> _Description of the task_
Go through the lines below and copy any that hold the string "dark".
=== Section Start ===
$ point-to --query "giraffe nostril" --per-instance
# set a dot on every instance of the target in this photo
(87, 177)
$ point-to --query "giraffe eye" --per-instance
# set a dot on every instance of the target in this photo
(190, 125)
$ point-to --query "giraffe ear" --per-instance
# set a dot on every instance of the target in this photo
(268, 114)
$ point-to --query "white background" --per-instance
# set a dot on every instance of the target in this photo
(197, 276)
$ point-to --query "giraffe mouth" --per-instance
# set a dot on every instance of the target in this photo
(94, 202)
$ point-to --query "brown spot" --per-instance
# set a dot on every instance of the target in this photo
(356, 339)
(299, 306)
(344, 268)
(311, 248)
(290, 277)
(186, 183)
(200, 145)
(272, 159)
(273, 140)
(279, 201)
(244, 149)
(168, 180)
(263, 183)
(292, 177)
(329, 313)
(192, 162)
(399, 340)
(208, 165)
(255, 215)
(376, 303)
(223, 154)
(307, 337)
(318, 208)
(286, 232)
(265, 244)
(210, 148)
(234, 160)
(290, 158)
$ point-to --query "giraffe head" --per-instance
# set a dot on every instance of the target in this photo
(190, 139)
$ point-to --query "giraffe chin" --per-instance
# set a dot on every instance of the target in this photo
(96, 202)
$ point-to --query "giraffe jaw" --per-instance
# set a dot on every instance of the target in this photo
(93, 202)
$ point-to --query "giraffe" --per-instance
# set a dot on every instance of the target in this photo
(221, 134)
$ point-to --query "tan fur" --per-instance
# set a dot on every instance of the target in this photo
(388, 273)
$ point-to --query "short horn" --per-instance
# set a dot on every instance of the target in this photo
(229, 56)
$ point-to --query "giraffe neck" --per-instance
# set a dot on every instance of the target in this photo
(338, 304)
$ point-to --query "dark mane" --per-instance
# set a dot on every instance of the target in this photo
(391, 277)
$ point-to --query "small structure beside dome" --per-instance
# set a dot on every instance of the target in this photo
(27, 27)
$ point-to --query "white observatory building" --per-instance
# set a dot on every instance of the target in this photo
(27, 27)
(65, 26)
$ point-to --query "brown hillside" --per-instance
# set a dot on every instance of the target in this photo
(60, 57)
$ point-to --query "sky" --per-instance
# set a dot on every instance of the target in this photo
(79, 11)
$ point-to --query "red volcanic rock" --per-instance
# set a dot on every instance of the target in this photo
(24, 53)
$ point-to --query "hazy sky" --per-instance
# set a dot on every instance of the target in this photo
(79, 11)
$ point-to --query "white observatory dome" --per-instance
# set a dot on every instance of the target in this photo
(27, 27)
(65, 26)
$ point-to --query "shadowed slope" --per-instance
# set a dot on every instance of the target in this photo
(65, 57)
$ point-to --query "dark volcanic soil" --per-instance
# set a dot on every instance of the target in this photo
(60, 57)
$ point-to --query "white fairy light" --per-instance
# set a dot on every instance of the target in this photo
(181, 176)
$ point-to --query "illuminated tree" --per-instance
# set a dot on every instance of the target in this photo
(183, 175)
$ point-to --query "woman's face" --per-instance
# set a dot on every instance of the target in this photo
=== Section End ===
> _Result of this exercise_
$ point-to --query "dark mane" --per-instance
$ point-to --query "dark volcanic soil" --per-instance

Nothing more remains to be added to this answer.